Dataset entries

•••••

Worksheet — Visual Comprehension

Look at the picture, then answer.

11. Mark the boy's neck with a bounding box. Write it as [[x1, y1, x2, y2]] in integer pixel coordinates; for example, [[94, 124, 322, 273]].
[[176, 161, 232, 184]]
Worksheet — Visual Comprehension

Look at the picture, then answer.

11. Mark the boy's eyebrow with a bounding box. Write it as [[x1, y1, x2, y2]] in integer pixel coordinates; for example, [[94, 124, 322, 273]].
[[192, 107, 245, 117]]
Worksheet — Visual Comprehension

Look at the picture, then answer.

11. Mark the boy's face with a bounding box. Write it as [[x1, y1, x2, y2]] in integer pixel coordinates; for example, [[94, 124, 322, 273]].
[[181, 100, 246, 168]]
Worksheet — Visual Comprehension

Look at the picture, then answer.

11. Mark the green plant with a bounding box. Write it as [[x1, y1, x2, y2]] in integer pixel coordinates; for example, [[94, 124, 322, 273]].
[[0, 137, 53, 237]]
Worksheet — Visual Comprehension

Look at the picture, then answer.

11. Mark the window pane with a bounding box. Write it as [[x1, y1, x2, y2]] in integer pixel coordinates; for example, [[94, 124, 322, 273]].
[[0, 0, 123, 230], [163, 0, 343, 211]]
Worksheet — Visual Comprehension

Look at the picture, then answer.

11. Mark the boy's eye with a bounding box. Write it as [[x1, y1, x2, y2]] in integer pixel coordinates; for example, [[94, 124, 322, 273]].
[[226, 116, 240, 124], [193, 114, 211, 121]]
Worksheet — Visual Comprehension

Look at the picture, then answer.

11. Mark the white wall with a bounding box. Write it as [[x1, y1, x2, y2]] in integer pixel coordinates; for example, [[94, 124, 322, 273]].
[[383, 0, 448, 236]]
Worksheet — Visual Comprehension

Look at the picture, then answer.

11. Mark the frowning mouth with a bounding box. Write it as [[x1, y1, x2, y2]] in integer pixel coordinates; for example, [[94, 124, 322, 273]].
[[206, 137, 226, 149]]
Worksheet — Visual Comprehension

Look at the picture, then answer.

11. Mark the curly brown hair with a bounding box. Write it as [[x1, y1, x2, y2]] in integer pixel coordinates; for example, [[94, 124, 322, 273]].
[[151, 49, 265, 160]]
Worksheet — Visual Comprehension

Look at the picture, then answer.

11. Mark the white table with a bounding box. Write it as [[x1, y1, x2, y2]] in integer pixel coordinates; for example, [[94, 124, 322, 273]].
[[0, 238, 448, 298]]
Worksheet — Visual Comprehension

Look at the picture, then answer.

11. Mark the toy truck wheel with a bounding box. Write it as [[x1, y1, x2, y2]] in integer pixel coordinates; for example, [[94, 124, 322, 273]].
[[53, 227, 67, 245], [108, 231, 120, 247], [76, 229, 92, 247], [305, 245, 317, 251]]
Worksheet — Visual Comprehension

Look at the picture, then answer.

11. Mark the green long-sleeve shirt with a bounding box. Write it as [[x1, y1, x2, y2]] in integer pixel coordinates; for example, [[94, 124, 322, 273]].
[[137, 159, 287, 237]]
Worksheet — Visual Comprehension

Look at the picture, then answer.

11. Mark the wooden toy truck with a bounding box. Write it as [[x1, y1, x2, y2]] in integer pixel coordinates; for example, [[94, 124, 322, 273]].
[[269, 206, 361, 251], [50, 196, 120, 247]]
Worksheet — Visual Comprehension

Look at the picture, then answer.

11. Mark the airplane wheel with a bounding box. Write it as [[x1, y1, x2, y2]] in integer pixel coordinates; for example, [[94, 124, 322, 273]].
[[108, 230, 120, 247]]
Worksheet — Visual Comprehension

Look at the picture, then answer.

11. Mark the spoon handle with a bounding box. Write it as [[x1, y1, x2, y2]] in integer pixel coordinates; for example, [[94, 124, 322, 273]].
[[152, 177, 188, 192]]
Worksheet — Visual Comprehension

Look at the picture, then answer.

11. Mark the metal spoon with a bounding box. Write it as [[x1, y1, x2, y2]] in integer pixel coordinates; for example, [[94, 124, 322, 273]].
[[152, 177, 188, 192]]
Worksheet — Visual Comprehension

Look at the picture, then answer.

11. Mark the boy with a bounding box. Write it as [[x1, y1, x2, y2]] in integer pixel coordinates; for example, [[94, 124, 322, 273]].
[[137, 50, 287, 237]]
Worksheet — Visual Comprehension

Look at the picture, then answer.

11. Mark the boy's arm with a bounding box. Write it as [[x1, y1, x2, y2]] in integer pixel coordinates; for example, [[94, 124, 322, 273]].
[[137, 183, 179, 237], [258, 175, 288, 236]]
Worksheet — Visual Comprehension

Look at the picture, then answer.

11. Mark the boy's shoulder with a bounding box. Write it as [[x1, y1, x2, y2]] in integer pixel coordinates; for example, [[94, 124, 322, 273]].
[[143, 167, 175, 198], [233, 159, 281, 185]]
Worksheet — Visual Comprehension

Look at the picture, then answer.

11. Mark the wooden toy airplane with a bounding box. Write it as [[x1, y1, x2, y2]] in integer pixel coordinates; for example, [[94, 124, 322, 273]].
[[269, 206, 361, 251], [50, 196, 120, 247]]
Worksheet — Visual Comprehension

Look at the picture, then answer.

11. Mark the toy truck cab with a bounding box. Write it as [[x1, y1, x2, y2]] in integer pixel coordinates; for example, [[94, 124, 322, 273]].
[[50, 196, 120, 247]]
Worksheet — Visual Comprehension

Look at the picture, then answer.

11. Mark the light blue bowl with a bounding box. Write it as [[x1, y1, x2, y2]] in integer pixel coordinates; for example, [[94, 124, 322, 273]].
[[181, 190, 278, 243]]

•••••

Rewrite the data from its first line up to and including the line containing "[[181, 100, 246, 168]]", changing every "boy's" to "child's" and leaving everything else unchanged.

*CORRECT RESULT:*
Worksheet — Visual Comprehension

Look at the picture, then answer.

11. Mark the child's neck with a bounding box. Write it as [[x1, y1, x2, y2]] in integer pixel coordinates; for example, [[94, 124, 322, 273]].
[[176, 161, 232, 184]]
Worksheet — Visual Comprehension

Look at the picture, then answer.

11. Mark the child's eyebrow with a bounding box. Write it as [[x1, y1, x2, y2]] in integer pixel coordinates; for example, [[94, 124, 322, 273]].
[[192, 107, 245, 117]]
Worksheet — Visual Comprehension

Look at the picture, then answer.

11. Mark the child's face with a bounding box. Write it as [[x1, y1, x2, y2]] in integer pixel coordinates; for example, [[94, 124, 322, 273]].
[[181, 100, 246, 168]]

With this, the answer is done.